**** Exercise material

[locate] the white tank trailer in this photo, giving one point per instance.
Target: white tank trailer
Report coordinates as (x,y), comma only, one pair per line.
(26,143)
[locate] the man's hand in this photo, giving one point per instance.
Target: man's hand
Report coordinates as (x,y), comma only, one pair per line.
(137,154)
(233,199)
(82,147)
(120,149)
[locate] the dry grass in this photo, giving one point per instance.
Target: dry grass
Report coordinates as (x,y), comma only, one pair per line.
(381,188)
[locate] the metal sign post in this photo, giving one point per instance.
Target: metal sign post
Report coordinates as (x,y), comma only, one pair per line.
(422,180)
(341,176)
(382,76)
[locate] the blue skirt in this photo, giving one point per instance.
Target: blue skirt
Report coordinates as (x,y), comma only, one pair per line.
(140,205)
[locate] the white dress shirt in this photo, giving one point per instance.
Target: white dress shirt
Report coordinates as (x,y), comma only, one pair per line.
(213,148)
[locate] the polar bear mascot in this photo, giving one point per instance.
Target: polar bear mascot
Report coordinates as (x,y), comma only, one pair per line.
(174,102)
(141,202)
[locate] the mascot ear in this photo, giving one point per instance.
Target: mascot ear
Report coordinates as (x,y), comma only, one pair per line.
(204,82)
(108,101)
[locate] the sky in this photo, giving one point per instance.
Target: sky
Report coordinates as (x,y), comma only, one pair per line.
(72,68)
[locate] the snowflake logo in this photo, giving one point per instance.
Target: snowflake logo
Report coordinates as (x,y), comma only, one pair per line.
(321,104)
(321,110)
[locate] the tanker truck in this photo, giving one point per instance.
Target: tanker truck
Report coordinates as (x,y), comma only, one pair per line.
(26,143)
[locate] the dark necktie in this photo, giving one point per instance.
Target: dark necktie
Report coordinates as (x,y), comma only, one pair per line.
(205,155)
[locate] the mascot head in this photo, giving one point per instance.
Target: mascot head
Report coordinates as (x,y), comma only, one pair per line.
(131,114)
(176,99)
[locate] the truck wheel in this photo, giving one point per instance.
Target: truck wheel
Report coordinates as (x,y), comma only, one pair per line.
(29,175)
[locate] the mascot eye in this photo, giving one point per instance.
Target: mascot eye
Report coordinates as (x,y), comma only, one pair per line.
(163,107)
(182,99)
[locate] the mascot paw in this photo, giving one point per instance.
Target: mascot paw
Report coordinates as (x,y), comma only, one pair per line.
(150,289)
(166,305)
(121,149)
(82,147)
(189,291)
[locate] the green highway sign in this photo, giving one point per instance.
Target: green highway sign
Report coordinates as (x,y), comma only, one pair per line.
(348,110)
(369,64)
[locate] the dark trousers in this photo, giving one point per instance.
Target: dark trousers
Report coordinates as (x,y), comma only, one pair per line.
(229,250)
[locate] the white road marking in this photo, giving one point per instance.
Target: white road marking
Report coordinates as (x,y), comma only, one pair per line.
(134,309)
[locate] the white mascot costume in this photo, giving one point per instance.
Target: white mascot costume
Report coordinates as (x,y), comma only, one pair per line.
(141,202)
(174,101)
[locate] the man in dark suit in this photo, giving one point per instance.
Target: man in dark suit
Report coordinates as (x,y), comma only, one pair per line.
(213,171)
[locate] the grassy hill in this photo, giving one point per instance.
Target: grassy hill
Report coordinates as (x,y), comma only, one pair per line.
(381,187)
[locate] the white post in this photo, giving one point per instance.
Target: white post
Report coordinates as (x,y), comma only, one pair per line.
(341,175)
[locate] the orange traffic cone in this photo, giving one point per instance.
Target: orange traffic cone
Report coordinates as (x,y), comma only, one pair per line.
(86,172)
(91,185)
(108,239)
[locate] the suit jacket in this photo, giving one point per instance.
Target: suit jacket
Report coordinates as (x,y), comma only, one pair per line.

********

### Challenge
In the records above, locate the line that contains "[locate] the grassy". Repeat it and every line after it, exactly, and nothing else.

### Task solution
[locate] the grassy hill in this photo, giving one point per instance.
Target: grassy hill
Report coordinates as (x,y), comma only, one pair per line.
(381,187)
[locate] the white post in this photo, giving one point per instance.
Target: white post
Report coordinates as (x,y), comma only, one pair per line.
(341,175)
[locate] the orange traffic cone in this photo, giving one point per instance.
Target: orange traffic cone
Report coordinates as (x,y), comma only, one pair per line.
(86,172)
(91,185)
(108,239)
[locate] the suit jacket in this photo, giving one point per instance.
Target: suit jacket
Report coordinates as (x,y), comma only, one pair per line.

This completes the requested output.